__Task objective__: Below are lines of data; count those that contain "officer" and give the total alone.

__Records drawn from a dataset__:

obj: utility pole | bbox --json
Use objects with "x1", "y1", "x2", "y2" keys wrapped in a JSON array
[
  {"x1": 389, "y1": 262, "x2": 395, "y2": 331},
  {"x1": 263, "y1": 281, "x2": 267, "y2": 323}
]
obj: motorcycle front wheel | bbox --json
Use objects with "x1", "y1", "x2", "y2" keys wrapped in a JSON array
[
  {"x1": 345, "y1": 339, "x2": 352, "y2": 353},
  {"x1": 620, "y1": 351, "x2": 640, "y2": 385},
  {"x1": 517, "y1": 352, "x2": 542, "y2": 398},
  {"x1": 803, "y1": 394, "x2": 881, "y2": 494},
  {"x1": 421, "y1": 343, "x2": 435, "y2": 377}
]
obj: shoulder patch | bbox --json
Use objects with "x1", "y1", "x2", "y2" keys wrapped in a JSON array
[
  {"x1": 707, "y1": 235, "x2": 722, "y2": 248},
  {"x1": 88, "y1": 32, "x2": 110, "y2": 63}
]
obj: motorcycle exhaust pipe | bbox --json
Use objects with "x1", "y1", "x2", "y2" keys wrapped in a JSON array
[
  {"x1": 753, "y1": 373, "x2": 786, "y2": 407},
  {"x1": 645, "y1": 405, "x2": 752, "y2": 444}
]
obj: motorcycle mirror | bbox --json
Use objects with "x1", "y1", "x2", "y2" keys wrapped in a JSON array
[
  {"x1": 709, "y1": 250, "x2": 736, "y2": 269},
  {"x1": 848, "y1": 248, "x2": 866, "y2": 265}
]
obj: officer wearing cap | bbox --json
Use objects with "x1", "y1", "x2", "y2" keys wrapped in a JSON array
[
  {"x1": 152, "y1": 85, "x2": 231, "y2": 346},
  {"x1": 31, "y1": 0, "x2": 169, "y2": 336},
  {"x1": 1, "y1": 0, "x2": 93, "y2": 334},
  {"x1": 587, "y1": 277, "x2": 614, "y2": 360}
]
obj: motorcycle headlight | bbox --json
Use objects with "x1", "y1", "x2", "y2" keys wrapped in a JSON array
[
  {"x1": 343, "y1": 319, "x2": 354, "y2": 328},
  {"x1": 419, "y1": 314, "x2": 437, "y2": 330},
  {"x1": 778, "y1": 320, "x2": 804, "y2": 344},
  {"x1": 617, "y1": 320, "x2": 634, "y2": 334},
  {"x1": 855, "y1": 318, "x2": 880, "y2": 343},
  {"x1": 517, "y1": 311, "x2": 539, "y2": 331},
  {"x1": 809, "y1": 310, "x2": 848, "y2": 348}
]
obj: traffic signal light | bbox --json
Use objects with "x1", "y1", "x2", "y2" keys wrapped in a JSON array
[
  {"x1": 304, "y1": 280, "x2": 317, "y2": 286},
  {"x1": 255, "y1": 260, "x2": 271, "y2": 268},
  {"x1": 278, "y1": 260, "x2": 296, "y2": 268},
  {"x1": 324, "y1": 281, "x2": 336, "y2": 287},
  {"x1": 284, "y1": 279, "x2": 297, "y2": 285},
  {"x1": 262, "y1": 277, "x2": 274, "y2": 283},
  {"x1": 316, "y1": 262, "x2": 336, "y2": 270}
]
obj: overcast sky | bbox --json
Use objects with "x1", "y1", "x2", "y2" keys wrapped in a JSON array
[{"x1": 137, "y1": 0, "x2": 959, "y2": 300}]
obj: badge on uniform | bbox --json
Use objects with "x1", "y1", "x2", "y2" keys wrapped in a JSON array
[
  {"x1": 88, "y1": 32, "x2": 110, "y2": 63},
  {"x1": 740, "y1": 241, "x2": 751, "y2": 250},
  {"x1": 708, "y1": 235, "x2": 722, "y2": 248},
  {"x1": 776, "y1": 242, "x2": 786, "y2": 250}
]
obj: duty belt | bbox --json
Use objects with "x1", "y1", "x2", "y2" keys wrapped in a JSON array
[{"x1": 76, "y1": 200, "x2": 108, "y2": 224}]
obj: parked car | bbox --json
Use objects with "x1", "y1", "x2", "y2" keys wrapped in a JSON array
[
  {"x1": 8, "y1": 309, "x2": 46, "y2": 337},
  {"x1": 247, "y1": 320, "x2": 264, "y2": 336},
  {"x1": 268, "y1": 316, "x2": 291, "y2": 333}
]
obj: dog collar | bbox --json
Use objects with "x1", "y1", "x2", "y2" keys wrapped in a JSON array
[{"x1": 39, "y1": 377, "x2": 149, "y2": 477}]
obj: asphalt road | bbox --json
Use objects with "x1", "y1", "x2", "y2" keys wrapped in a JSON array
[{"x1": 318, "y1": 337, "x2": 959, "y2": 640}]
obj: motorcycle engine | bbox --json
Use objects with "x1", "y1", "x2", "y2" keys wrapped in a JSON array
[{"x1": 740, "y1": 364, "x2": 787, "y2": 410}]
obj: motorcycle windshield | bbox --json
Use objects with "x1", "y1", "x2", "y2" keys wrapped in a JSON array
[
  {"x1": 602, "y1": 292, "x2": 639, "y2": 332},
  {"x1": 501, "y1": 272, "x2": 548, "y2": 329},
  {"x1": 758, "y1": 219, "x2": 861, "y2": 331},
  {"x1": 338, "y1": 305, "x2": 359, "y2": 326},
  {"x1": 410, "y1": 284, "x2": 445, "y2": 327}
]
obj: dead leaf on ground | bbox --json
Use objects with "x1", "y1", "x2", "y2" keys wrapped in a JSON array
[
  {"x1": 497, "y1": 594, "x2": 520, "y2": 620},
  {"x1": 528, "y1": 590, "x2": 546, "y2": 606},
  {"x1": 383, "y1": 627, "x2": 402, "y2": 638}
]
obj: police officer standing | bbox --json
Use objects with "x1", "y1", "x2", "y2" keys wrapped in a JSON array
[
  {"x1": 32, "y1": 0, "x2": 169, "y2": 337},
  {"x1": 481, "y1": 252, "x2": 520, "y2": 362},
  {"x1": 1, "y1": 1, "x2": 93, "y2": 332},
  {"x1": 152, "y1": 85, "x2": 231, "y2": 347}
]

__Your solution__: 2